What you are asked to do. The records that follow are to be given again exactly. Do not carry over any image.

+ + + + + + +

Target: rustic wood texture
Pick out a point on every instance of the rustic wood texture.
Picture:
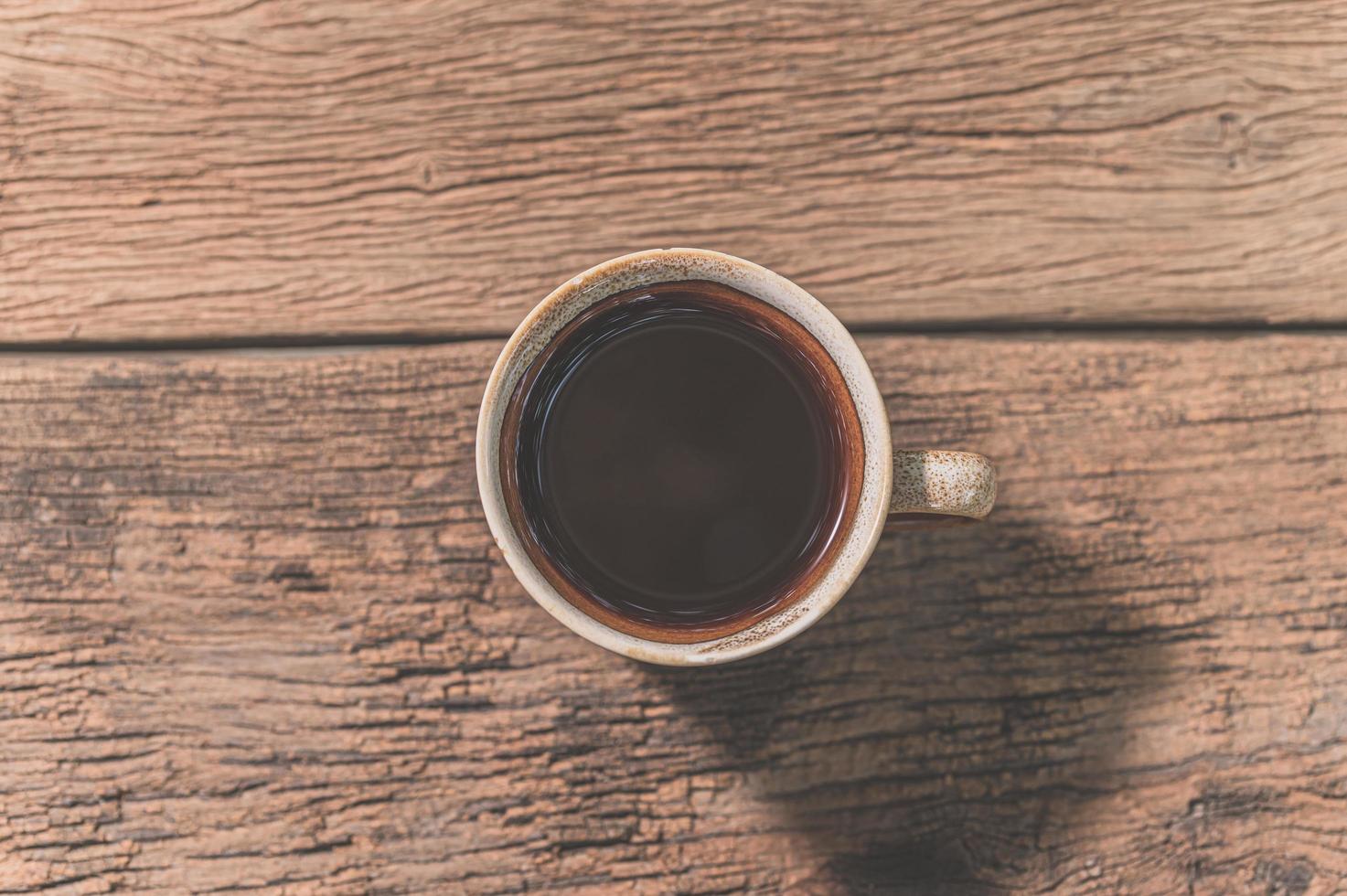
(255, 636)
(329, 170)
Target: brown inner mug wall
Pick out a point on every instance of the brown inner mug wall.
(850, 458)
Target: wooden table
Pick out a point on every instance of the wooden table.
(258, 258)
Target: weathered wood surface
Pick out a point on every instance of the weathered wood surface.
(324, 168)
(255, 636)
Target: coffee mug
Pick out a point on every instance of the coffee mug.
(884, 488)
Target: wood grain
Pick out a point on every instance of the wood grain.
(255, 636)
(337, 170)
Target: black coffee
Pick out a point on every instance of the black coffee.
(679, 458)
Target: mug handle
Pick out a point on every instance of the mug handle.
(939, 488)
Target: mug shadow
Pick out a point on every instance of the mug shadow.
(953, 714)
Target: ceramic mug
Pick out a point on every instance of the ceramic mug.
(899, 488)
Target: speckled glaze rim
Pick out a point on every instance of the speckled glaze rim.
(660, 266)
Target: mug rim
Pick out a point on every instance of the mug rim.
(661, 266)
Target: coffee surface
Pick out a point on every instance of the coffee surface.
(677, 457)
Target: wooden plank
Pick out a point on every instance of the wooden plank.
(221, 170)
(255, 635)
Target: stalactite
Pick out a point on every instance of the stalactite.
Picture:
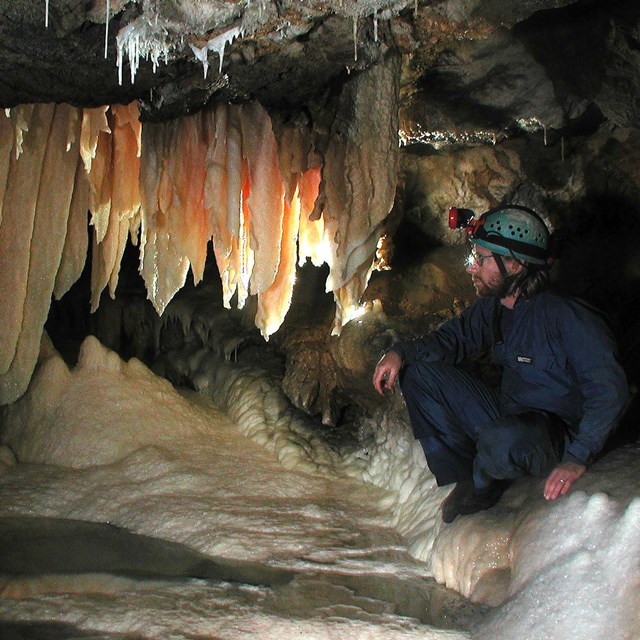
(53, 155)
(18, 215)
(359, 177)
(222, 175)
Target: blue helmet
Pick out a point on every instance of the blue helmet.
(514, 231)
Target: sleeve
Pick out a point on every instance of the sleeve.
(592, 354)
(457, 338)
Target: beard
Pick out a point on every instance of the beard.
(495, 285)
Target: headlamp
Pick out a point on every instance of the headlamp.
(464, 219)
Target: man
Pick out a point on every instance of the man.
(562, 390)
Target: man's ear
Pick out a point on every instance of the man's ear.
(514, 267)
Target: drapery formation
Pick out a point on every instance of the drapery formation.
(267, 203)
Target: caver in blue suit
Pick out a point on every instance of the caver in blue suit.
(562, 389)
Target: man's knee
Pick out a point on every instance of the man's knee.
(514, 446)
(422, 378)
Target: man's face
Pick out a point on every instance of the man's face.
(485, 273)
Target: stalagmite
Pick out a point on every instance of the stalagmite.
(45, 247)
(267, 202)
(19, 209)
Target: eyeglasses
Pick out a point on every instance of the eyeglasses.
(477, 258)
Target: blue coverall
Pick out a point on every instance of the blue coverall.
(561, 395)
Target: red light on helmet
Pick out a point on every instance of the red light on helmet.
(464, 219)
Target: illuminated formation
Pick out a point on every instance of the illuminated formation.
(171, 187)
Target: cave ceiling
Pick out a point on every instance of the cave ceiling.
(476, 69)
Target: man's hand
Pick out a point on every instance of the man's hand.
(561, 478)
(386, 372)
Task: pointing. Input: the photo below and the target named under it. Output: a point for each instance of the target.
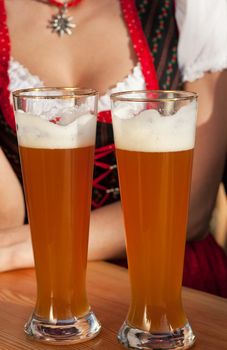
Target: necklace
(61, 23)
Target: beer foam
(149, 131)
(38, 132)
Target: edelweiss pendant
(61, 23)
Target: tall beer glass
(154, 134)
(56, 135)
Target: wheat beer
(57, 182)
(154, 157)
(57, 165)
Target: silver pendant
(61, 23)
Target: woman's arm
(106, 240)
(210, 150)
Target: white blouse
(202, 47)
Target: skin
(101, 66)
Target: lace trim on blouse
(21, 78)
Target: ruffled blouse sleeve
(202, 45)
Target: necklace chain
(65, 3)
(61, 23)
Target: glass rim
(181, 95)
(70, 92)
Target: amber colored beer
(58, 193)
(155, 193)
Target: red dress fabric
(205, 265)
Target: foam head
(61, 132)
(149, 131)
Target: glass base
(181, 338)
(75, 330)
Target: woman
(114, 40)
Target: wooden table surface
(108, 292)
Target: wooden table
(109, 295)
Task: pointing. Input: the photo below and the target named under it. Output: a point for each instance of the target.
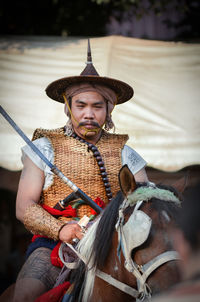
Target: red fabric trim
(55, 259)
(68, 212)
(55, 294)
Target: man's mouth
(89, 125)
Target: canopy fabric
(162, 119)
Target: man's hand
(71, 231)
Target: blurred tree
(52, 17)
(90, 17)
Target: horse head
(129, 251)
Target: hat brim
(56, 89)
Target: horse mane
(106, 226)
(96, 244)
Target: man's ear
(126, 180)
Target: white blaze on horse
(128, 252)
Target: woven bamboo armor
(79, 165)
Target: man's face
(89, 112)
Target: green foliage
(89, 17)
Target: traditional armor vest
(78, 163)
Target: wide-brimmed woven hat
(56, 89)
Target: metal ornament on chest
(100, 163)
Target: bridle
(141, 272)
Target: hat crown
(89, 70)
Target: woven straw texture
(79, 165)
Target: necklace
(100, 163)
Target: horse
(127, 254)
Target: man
(187, 243)
(90, 156)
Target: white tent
(162, 119)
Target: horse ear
(181, 184)
(126, 180)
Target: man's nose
(89, 113)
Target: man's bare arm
(141, 176)
(30, 187)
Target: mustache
(96, 125)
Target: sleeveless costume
(79, 164)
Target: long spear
(77, 192)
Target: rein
(141, 272)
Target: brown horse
(128, 252)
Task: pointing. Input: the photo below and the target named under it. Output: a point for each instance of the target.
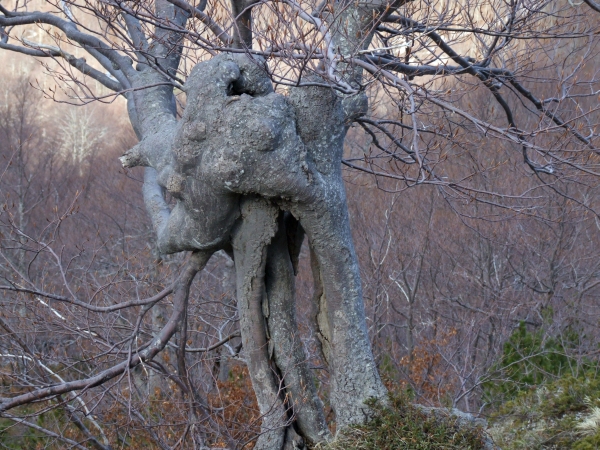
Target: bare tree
(251, 171)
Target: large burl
(236, 137)
(239, 156)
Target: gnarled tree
(252, 169)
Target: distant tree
(251, 168)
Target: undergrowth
(402, 425)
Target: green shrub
(563, 414)
(529, 360)
(401, 425)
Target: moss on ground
(402, 425)
(564, 414)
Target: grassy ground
(402, 425)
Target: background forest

+ + + + + + +

Answer to the problem.
Target: rustic wood texture
Pick out a point on every instance of the rustic wood texture.
Picture:
(255, 636)
(329, 170)
Target: brown inner mug wall
Pick out a point on every instance of the brown inner mug wall.
(850, 458)
Target: wooden table
Pick out a point on every instance of the wooden table.
(258, 258)
Target: weathered wood surface
Pick out a point on every instance of the weathered wood surface.
(324, 168)
(255, 636)
Target: coffee mug
Pick out a point on every instance of the coffee mug.
(884, 488)
Target: wood grain
Pick out a point on every instance of the wood grain.
(255, 636)
(337, 170)
Target: black coffee
Pick out a point on every instance of the black coffee.
(679, 458)
Target: mug handle
Pick out a point on every instance of the mug handle.
(939, 488)
Target: mug shadow
Pick out a point on every instance of the mug shadow.
(953, 714)
Target: ceramic mug
Pick out a point on every instance of the ceramic mug.
(899, 488)
Target: speckled glaze rim
Pick out a point on every instance of the speckled glaze rim.
(660, 266)
Target: mug rim
Pick out a point on every instance of the mug rim.
(661, 266)
Target: coffee surface
Pick out a point on every instance of the coffee surface.
(677, 457)
Target: wooden plank
Pick out a point on every instance of the wooden plank.
(221, 170)
(255, 635)
Target: stalactite
Pick out a point on every instance of the stalactite.
Picture:
(53, 155)
(18, 215)
(359, 177)
(222, 175)
Target: blue helmet
Pick out a point on every instance of the blue helmet.
(514, 231)
Target: sleeve
Pick out a point on every instance of the sleeve.
(592, 354)
(457, 338)
Target: beard
Pick out a point on every instance of the beard.
(495, 285)
Target: headlamp
Pick out a point on every instance of the headlamp.
(464, 219)
Target: man
Pick out a point on every instance of the man.
(562, 390)
Target: man's ear
Pick out a point on every instance of the man's ear.
(514, 267)
Target: drapery formation
Pick out a point on every instance of the drapery formation.
(267, 203)
Target: caver in blue suit
Pick out a point on every instance of the caver in blue suit.
(562, 389)
Target: man's knee
Pick out a point on every instance of the man's knee.
(514, 446)
(422, 378)
Target: man's face
Pick out a point on every instance of the man's face.
(485, 273)
Target: stalagmite
Pick out a point on every instance of the stalagmite.
(45, 247)
(267, 202)
(19, 209)
Target: eyeglasses
Pick out a point on every instance of the eyeglasses.
(477, 258)
Target: blue coverall
Pick out a point on every instance of the blue coverall.
(561, 395)
Target: red light on helmet
Pick out a point on every instance of the red light on helmet.
(464, 219)
Target: illuminated formation
Pick out a point on every instance of the illuminated formation.
(171, 187)
Target: cave ceiling
Pick out a point on every instance of the cave ceiling.
(476, 69)
Target: man's hand
Pick out a point on every instance of the man's hand.
(561, 478)
(386, 372)
Task: pointing. Input: the photo below and the target named under it. Output: a point for each instance of the target.
Target: necklace
(61, 23)
Target: beer foam
(149, 131)
(38, 132)
Target: edelweiss pendant
(61, 23)
Target: tall beer glass
(154, 134)
(56, 135)
Target: wheat beer
(57, 182)
(154, 157)
(57, 165)
Target: silver pendant
(61, 23)
Target: woman's arm
(106, 240)
(210, 150)
Target: white blouse
(202, 47)
Target: skin
(101, 66)
Target: lace trim on blouse
(21, 78)
Target: ruffled blouse sleeve
(202, 45)
Target: necklace chain
(65, 3)
(61, 23)
Target: glass rim
(181, 95)
(70, 92)
Target: amber colored beer
(58, 193)
(155, 193)
Target: red dress fabric
(205, 265)
Target: foam head
(61, 132)
(149, 131)
Target: glass base
(181, 338)
(75, 330)
Target: woman
(114, 40)
Target: wooden table surface
(108, 292)
Target: wooden table
(109, 295)
Task: pointing. Input: the photo below and the target named under it. Output: a point for each instance of the target.
Target: red fabric trim
(55, 259)
(68, 212)
(55, 294)
Target: man's mouth
(89, 125)
Target: canopy fabric
(162, 119)
Target: man's hand
(71, 231)
Target: blurred tree
(52, 17)
(90, 17)
Target: horse head
(129, 251)
Target: hat brim
(56, 89)
Target: horse mane
(106, 226)
(96, 244)
Target: man's ear
(126, 180)
Target: white blaze on horse
(128, 252)
Target: woven bamboo armor
(79, 165)
Target: man's face
(89, 112)
Target: green foliage
(89, 17)
Target: traditional armor vest
(78, 163)
Target: wide-brimmed woven hat
(56, 89)
Target: metal ornament on chest
(100, 163)
Target: bridle
(141, 272)
Target: hat crown
(89, 70)
Target: woven straw texture
(79, 165)
Target: necklace
(100, 163)
Target: horse
(127, 254)
Target: man
(187, 243)
(90, 156)
Target: white tent
(162, 119)
Target: horse ear
(181, 184)
(126, 180)
Target: man's nose
(89, 113)
Target: man's bare arm
(141, 176)
(30, 187)
Target: mustache
(96, 125)
Target: sleeveless costume
(79, 164)
Target: long spear
(77, 192)
Target: rein
(141, 272)
Target: brown horse
(128, 252)
Task: pointing. Input: the photo below and the target named under it. Output: a point for each instance of the target.
Target: bare tree
(251, 171)
Target: large burl
(236, 137)
(239, 156)
Target: gnarled tree
(252, 169)
Target: distant tree
(251, 168)
Target: undergrowth
(402, 425)
Target: green shrub
(563, 414)
(529, 360)
(401, 425)
Target: moss on ground
(402, 425)
(564, 414)
Target: grassy ground
(402, 425)
Target: background forest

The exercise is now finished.